And on the organic side, I think I've said a few times, most of that opportunity probably lies today within Voyageur. And we've been successful at moving them along quite well. I think there's lots of growth still there. And we see that area, especially the defense and the surveillance side as a growing business. There's no question we're seeing more and more download of that type of work from government into industry. And so those opportunities are the areas that we are focused on.
Next question comes from Konark Gupta at Scotiabank.
I just want to understand, like, in terms of your continuing operations. So, there's obviously really 3 things that you're focusing on; CPA, Jazz essentially and Voyageur, plus Cygnet maybe. Obviously, Voyageur seems like it's growing nicely. Here, we saw in Q2. So on CPA, maybe if I can ask you, in terms of -- to James' question as well a little bit, you have these minimum covered aircraft, which are obviously changing over time. You have the fixed fee or fixed margin that's kind of -- it's a step-down function through 2026. And then I think it's a probably flat line after that. But the leasing revenue is the one where I think it's -- based on your Investor Day presentation, seems like it's coming down at least for now through the end of the contract. So, you said you are looking to renew some of the leasing agreements with Air Canada. In terms of, like, what's the discussion like with them? Like, why have they not sort of signed these agreements for long term? Why are they retiring them as per the plan today? Like is there something that Air Canada is contemplating to do with the aircraft on their own? Or is it just that typically how these contracts work, they don't sign these long-term leases through the end of the contract?
Konark, look, I'm just trying to capture what you said. It was a little hard to hear you, but I think I've got it. Look, the leases, the Dash, it's mainly the Qs right now that you're looking at, if you look at the leases that come open over a period of time here. Those are the ones that, obviously, we would be engaged with and working with Air Canada to renew and extend within the CPA. That's really been our focus at Jazz. So, those are the ones. I think Gary can give you a little bit of visibility as far as what we have in the MD&A and so on. So, I'll let pass it over to him.

What is asked ▸
**a)** From the earnings call excerpt, extract the part that opens with the words containing "And on the organic" and closes with "Gupta at Scotiabank.".
**b)** List every operation that the analyst from Scotiabank names as a focus of the company's continuing operations in the earnings call excerpt.
**c)** Summarize the earnings call excerpt in two sentences.

Supplied information ▸
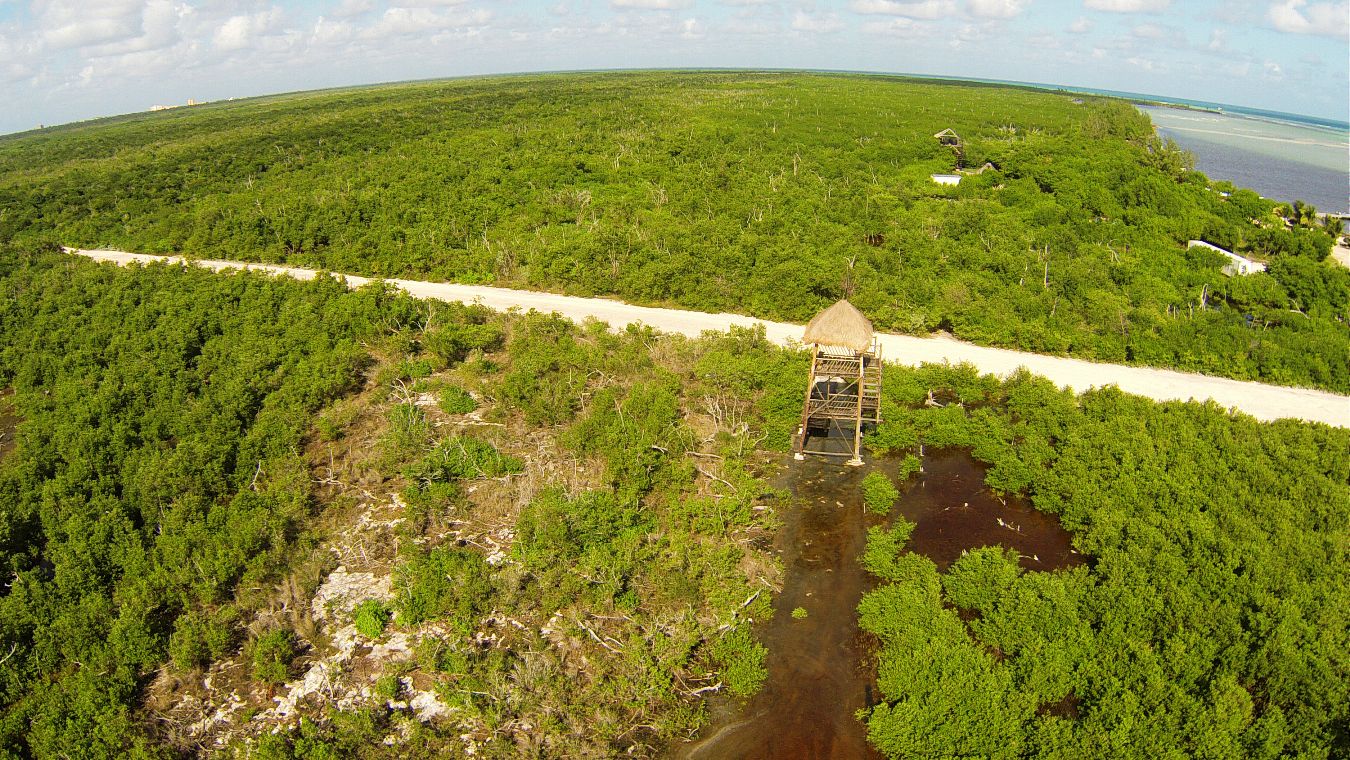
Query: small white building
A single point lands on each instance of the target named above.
(1237, 265)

Solutions for each task ▸
**a)**
And on the organic side, I think I've said a few times, most of that opportunity probably lies today within Voyageur. And we've been successful at moving them along quite well. I think there's lots of growth still there. And we see that area, especially the defense and the surveillance side as a growing business. There's no question we're seeing more and more download of that type of work from government into industry. And so those opportunities are the areas that we are focused on.
Next question comes from Konark Gupta at Scotiabank.

**b)**
CPA
Jazz
Voyageur
Cygnet

**c)** Most of the organic opportunity is said to lie within Voyageur, where the defense and surveillance side is seen as a growing business as more of that work moves from government into industry. Konark Gupta of Scotiabank asks why Air Canada has not signed long-term leasing agreements under the CPA, and the reply explains that the leases coming open are mainly the Qs, which Jazz is working with Air Canada to renew and extend, and passes the question to Gary for details from the MD&A.